• Requirement
Please retype the records below exactly as they appear, leaving out every picture.

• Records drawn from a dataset

◆ ◆ ◆ ◆ ◆ ◆ ◆

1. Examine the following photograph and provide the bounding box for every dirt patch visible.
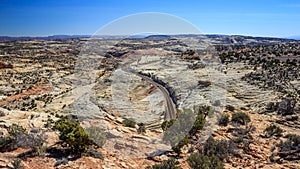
[0,83,52,106]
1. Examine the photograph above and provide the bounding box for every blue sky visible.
[1,0,300,37]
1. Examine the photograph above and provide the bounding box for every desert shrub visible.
[1,124,47,156]
[201,136,236,161]
[264,124,283,137]
[171,136,189,156]
[194,105,211,118]
[84,126,106,148]
[162,109,195,155]
[7,124,26,137]
[277,97,296,116]
[0,124,25,151]
[187,153,224,169]
[225,105,235,112]
[0,137,13,151]
[218,114,229,126]
[122,118,136,128]
[54,116,94,154]
[137,123,146,134]
[162,107,207,155]
[161,119,176,131]
[285,134,300,144]
[10,159,24,169]
[146,158,182,169]
[189,113,205,136]
[183,49,196,56]
[277,134,300,152]
[231,112,251,125]
[266,102,278,112]
[189,105,209,136]
[44,117,55,128]
[17,131,48,157]
[198,80,211,88]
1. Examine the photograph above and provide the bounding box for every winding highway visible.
[123,68,177,120]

◆ ◆ ◆ ◆ ◆ ◆ ◆

• Result below
1. Examine the following photograph and provide the bounding box for every dirt patch visible.
[0,83,52,106]
1. Examine the photograph above and provide the bounding box for every blue sky visible.
[1,0,300,37]
1. Examine the photograph above and provide the bounding box for every desert shrub visible.
[1,124,47,156]
[201,136,236,161]
[264,124,283,137]
[171,136,189,156]
[194,105,211,118]
[84,126,106,148]
[162,109,195,155]
[7,124,26,137]
[277,97,296,116]
[0,124,25,151]
[187,153,224,169]
[225,105,235,112]
[0,137,13,151]
[218,114,229,126]
[122,118,136,128]
[54,116,94,154]
[137,123,146,134]
[162,107,207,155]
[161,119,176,131]
[285,134,300,144]
[10,159,24,169]
[146,158,182,169]
[189,113,205,136]
[183,49,196,56]
[277,134,300,152]
[231,112,251,125]
[266,102,278,112]
[189,105,209,136]
[44,117,55,128]
[17,131,48,157]
[198,80,211,88]
1. Examine the photograph above and provide the bounding box for every winding highway visible.
[123,68,177,120]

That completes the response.